- PROBLEM REQUIREMENTS -
Copying exactly, give the lines in the material below from the one with "TARGET = bay window" to the one with "TARGET = red brick garden wall", ends included, and nothing besides.
--
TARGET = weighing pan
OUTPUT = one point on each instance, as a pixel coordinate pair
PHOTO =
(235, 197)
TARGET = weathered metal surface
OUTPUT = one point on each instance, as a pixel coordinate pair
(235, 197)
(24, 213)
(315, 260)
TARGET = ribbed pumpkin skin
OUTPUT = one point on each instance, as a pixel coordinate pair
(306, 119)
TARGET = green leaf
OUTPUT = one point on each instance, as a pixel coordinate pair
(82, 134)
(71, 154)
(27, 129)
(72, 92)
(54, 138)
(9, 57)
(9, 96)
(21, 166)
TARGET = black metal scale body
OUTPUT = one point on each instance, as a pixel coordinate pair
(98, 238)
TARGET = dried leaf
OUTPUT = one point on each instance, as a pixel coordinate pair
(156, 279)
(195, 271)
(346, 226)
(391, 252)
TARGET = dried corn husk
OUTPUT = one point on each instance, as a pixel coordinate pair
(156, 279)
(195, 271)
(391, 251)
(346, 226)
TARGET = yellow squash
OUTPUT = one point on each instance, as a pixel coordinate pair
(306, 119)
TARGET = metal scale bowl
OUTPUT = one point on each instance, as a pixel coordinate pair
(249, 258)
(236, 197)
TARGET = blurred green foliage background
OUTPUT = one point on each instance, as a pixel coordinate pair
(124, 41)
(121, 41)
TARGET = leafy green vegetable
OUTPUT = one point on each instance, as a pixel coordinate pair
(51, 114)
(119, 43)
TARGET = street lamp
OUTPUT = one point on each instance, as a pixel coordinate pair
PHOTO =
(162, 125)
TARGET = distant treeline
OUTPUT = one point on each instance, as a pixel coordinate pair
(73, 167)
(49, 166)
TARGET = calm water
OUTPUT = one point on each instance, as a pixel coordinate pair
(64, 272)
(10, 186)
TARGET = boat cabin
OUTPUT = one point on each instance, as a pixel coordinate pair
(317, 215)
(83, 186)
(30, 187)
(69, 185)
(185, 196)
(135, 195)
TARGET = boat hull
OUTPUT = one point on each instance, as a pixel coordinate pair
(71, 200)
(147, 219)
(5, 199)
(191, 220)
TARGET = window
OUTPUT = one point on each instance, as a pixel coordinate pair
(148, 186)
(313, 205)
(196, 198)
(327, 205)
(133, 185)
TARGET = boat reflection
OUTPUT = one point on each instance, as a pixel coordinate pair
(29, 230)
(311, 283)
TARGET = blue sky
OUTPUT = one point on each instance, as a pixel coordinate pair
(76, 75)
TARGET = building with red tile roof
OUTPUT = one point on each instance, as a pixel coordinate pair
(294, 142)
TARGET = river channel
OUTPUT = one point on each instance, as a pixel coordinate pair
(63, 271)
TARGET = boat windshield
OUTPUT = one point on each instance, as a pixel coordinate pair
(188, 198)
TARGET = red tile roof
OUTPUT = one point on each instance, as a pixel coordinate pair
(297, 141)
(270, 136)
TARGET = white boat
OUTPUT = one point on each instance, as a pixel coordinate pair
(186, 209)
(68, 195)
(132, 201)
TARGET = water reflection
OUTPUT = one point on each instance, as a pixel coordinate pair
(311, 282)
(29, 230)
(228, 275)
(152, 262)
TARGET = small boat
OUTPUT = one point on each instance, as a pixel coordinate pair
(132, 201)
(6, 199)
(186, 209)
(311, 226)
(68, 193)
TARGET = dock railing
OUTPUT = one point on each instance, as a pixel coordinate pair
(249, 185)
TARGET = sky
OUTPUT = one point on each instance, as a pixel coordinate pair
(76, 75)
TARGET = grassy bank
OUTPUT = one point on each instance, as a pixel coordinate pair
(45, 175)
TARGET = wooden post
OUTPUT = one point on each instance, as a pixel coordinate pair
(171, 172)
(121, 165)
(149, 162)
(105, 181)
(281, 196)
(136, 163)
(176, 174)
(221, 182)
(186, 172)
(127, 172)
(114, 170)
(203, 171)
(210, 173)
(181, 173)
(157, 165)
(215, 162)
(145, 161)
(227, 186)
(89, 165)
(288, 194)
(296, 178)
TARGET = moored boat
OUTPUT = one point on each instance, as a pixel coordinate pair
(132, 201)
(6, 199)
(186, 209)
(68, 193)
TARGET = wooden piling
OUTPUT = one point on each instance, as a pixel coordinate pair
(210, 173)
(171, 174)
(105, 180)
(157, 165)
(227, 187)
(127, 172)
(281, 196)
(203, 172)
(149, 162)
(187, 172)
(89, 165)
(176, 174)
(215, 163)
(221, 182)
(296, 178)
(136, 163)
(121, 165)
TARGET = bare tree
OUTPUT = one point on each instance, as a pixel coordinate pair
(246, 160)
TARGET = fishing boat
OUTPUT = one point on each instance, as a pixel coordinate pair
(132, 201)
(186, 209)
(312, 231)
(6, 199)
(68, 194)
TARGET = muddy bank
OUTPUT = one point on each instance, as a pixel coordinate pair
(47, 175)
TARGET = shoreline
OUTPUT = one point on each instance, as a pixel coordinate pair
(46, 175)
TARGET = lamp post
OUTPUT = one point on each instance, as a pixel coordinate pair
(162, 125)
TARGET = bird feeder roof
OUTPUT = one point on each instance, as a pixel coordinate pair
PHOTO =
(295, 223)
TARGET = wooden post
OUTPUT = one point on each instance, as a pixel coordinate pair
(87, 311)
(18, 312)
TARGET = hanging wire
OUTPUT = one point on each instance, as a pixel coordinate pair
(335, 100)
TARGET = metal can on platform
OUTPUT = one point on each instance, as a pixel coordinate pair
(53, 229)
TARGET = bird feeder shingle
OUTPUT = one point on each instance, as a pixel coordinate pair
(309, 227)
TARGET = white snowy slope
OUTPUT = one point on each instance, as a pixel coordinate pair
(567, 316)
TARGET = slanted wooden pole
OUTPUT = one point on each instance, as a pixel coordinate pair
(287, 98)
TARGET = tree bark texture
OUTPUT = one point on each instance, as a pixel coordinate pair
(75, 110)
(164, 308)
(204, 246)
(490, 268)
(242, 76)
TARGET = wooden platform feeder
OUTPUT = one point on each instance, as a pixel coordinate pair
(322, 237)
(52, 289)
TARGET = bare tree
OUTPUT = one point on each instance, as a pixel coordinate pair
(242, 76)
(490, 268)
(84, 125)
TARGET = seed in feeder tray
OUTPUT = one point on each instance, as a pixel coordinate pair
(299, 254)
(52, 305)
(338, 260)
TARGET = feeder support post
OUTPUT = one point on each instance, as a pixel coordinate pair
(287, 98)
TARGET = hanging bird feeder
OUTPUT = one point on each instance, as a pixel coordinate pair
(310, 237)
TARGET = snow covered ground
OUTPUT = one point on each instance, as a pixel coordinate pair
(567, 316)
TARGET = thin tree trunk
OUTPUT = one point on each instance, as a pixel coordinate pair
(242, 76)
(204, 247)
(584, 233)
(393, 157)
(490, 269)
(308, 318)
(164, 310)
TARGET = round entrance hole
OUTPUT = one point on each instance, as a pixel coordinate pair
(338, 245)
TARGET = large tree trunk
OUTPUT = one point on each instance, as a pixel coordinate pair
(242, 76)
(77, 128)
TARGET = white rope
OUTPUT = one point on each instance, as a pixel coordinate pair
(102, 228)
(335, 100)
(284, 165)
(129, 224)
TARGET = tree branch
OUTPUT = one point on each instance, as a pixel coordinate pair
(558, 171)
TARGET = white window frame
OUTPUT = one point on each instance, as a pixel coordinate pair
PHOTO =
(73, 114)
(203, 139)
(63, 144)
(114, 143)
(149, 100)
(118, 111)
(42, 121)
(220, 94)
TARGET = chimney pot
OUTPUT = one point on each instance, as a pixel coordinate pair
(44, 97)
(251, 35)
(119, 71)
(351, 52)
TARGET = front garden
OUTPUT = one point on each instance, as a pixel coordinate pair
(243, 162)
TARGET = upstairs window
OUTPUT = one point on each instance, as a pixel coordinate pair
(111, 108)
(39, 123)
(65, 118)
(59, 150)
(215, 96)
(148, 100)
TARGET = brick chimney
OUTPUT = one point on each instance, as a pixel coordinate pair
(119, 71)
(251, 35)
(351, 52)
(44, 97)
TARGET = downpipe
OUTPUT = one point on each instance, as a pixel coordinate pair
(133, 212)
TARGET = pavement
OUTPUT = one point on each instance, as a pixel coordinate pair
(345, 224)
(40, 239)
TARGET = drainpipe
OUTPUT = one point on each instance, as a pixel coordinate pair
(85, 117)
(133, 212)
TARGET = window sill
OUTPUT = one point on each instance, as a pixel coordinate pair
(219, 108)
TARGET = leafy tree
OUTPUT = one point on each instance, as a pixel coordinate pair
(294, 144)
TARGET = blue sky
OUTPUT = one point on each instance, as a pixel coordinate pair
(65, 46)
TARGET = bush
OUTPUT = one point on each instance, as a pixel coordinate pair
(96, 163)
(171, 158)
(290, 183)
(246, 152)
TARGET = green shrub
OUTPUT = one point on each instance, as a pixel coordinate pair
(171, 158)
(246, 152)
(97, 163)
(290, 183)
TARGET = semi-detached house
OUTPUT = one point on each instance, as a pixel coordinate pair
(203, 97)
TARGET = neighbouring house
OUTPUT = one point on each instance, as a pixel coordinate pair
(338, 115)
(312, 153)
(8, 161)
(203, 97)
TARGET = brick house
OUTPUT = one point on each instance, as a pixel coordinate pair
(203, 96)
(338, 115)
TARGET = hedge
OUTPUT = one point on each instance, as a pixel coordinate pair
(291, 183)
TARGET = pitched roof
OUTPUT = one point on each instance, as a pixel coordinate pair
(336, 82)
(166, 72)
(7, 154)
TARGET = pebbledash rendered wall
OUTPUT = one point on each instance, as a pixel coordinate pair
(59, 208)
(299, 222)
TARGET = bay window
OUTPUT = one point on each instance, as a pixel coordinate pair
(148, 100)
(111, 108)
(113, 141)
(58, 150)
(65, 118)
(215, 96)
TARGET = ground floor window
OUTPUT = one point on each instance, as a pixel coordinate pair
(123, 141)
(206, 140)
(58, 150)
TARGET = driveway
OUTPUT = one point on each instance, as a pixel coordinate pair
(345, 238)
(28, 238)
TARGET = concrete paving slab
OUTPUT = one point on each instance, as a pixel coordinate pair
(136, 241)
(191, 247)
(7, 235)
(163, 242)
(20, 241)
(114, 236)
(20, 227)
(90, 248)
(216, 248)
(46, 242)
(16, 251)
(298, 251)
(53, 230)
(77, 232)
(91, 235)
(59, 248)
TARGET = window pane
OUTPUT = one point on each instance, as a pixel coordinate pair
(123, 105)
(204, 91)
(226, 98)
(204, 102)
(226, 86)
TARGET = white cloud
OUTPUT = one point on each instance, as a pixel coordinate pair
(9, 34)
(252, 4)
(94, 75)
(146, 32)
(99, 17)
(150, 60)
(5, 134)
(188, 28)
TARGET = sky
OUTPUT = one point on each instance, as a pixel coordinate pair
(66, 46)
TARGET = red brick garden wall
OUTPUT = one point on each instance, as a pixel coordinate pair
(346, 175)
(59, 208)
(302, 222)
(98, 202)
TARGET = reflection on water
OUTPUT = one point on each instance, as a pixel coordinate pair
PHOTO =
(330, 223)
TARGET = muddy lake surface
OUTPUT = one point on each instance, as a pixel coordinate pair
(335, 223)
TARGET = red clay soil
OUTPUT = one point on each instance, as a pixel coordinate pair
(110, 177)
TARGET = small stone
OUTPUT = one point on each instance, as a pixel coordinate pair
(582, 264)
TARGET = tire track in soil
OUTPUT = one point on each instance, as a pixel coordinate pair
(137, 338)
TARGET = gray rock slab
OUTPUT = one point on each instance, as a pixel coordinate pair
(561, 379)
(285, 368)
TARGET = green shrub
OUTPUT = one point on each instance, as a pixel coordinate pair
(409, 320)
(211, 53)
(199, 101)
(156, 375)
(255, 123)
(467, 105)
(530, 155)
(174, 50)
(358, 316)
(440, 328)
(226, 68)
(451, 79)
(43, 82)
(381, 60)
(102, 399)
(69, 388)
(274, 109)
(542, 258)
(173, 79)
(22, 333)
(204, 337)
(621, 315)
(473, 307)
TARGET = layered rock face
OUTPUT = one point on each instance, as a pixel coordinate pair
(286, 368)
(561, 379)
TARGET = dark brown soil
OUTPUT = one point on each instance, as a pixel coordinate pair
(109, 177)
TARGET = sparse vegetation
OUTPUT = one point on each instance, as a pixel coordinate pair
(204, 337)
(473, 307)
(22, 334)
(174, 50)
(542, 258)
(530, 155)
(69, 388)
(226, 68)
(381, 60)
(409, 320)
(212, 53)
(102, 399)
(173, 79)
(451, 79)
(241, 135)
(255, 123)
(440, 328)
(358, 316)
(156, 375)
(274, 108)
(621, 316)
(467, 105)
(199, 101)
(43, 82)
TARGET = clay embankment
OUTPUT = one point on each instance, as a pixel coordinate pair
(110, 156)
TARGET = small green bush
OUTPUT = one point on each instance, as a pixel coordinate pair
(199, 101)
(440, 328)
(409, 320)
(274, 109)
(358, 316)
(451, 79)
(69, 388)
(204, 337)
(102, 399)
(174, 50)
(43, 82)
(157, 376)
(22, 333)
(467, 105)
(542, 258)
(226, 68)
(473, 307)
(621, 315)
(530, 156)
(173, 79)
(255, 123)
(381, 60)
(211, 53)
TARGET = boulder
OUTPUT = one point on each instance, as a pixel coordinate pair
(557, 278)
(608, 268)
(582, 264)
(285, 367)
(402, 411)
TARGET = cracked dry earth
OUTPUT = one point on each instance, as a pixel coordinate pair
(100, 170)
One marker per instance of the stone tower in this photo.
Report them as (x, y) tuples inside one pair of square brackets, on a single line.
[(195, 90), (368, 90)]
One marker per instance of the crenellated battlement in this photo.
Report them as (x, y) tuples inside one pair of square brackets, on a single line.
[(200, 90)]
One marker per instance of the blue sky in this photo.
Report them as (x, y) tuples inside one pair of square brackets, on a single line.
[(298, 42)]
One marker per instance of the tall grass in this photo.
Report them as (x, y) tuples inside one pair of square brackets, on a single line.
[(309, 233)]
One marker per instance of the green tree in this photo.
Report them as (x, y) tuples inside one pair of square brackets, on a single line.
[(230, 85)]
--
- ANSWER TO THE EXERCISE -
TARGET = bay window
OUTPUT = one point on each instance, as a pixel coordinate pair
(148, 100)
(111, 108)
(113, 141)
(58, 150)
(65, 118)
(215, 96)
TARGET = ground floor window
OUTPUT = one point on each instance, as a pixel coordinate pair
(123, 141)
(206, 140)
(58, 150)
TARGET = driveway
OUTPUT = one point on each instance, as a pixel coordinate pair
(345, 238)
(28, 238)
TARGET = concrete paving slab
OUTPUT = one point on each instance, as a pixel coordinate pair
(136, 241)
(191, 247)
(7, 235)
(163, 242)
(20, 241)
(114, 236)
(20, 227)
(90, 248)
(216, 248)
(46, 242)
(16, 251)
(298, 251)
(53, 230)
(77, 232)
(91, 235)
(59, 248)
TARGET = window pane
OUTPUT = one point on each instance, as a pixel coordinate pair
(123, 105)
(204, 91)
(226, 98)
(204, 102)
(226, 86)
TARGET = white cloud
OUTPUT = one point on each instance, as a pixel coordinate pair
(9, 34)
(252, 4)
(94, 75)
(146, 32)
(99, 17)
(150, 60)
(5, 134)
(188, 28)
TARGET = sky
OUTPUT = one point on each instance, as a pixel coordinate pair
(66, 46)
TARGET = red brick garden wall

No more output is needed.